Given task: Set out the stretch of items from the line containing "on the bokeh" through the line containing "point(121, 164)" as a numbered list, skipping blank lines. Leave the pictures out of your list.

** BEGIN Record set **

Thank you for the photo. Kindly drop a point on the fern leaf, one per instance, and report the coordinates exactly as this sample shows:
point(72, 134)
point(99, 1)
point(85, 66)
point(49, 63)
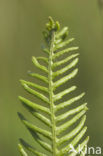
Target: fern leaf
point(66, 127)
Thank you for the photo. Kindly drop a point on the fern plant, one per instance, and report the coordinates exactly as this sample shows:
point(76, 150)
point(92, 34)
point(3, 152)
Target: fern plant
point(64, 121)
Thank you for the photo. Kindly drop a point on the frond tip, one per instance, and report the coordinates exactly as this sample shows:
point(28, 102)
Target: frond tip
point(65, 127)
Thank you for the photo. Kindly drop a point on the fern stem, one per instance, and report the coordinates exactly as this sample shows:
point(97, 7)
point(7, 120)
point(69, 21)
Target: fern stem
point(51, 93)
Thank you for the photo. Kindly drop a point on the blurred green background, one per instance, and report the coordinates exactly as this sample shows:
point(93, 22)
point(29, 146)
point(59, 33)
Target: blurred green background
point(21, 25)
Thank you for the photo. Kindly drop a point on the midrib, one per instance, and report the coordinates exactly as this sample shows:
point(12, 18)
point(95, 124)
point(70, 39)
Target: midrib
point(51, 94)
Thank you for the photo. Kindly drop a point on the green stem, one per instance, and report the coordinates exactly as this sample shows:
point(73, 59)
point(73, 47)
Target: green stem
point(51, 94)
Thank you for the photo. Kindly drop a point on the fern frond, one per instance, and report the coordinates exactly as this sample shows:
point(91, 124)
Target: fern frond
point(65, 126)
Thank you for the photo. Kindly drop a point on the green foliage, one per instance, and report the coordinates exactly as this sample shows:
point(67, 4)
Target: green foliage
point(63, 125)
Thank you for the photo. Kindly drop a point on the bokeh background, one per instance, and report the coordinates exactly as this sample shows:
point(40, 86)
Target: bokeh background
point(21, 25)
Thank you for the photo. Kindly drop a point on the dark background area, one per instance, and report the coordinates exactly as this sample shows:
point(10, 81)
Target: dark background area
point(21, 25)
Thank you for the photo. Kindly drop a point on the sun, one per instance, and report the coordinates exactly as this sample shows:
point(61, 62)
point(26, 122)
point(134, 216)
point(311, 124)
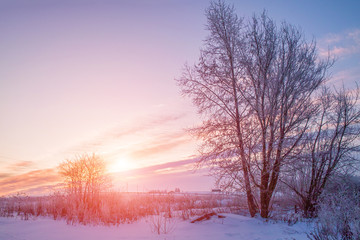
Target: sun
point(121, 164)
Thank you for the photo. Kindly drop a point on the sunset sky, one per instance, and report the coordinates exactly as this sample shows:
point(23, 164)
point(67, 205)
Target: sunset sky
point(91, 76)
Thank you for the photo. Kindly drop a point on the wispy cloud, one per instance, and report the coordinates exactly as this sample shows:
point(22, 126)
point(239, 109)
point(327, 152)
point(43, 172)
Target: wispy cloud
point(26, 181)
point(340, 45)
point(162, 144)
point(142, 126)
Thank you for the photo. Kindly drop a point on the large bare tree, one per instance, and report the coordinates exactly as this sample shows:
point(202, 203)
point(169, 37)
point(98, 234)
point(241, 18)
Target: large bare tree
point(253, 85)
point(329, 149)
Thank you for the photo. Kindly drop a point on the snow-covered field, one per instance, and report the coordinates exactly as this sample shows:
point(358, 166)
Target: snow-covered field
point(231, 227)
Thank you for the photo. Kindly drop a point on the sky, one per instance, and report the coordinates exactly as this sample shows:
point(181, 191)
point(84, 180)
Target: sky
point(91, 76)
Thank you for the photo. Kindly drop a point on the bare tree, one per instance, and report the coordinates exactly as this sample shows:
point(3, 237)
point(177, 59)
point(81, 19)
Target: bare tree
point(330, 147)
point(253, 84)
point(85, 178)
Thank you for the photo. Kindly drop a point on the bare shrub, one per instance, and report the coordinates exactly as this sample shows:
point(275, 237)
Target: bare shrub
point(338, 216)
point(161, 223)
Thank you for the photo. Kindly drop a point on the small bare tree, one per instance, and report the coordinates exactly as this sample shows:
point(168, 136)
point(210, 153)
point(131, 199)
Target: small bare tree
point(85, 178)
point(330, 147)
point(254, 84)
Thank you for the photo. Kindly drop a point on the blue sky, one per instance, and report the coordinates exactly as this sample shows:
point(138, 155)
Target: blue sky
point(98, 76)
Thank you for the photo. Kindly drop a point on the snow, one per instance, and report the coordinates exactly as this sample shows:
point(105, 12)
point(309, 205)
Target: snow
point(231, 227)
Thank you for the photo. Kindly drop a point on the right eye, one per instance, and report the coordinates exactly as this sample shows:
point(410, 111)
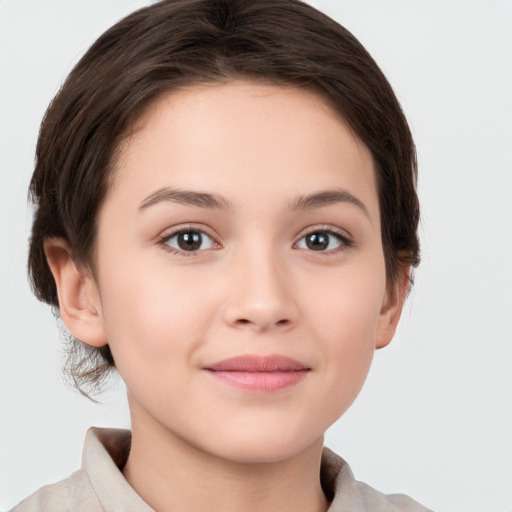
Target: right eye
point(189, 241)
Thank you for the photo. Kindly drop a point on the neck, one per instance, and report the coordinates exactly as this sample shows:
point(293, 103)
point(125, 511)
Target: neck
point(170, 474)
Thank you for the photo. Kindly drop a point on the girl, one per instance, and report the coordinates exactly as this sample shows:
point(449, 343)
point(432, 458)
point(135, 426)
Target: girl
point(226, 214)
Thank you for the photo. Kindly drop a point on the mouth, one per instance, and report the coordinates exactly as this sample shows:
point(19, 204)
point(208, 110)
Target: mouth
point(259, 373)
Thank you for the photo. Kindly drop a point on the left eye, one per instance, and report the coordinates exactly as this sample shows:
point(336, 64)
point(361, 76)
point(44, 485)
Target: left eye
point(190, 241)
point(320, 241)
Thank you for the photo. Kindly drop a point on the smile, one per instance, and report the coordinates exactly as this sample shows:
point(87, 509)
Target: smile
point(259, 373)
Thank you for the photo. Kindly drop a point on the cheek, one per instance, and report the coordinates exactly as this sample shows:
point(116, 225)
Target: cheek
point(152, 314)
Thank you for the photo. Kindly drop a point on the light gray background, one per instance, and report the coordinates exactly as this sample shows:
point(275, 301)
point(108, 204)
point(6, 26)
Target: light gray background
point(435, 418)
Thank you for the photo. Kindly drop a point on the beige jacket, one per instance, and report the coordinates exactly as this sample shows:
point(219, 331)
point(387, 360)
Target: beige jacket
point(99, 486)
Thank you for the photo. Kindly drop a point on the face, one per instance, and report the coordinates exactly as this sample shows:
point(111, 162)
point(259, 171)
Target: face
point(240, 272)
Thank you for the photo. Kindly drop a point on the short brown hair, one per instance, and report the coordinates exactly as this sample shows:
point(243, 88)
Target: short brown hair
point(176, 43)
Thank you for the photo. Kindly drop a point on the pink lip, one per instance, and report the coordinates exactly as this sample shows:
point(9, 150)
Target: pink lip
point(259, 373)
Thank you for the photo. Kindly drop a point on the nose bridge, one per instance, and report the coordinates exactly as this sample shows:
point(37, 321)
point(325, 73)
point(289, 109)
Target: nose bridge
point(260, 292)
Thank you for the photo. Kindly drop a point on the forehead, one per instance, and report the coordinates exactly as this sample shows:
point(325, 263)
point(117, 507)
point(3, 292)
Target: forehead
point(242, 134)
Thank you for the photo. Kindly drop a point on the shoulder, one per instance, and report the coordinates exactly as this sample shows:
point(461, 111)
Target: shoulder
point(70, 495)
point(348, 494)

** END Record set **

Solution to the problem:
1. Thank you for the photo. Kindly drop a point on the bokeh background, one per instance, and report the coordinates exactly as this sample shows:
2. point(40, 86)
3. Target: bokeh background
4. point(21, 25)
5. Thank you for the photo. Kindly drop a point on the dark background area, one per instance, and report the coordinates exactly as this sample shows:
6. point(10, 81)
7. Target: dark background area
8. point(21, 25)
9. Thank you for the photo. Kindly drop a point on the sun, one per instance, and report the coordinates exactly as this sample shows:
10. point(61, 62)
11. point(26, 122)
12. point(134, 216)
13. point(311, 124)
14. Target: sun
15. point(121, 164)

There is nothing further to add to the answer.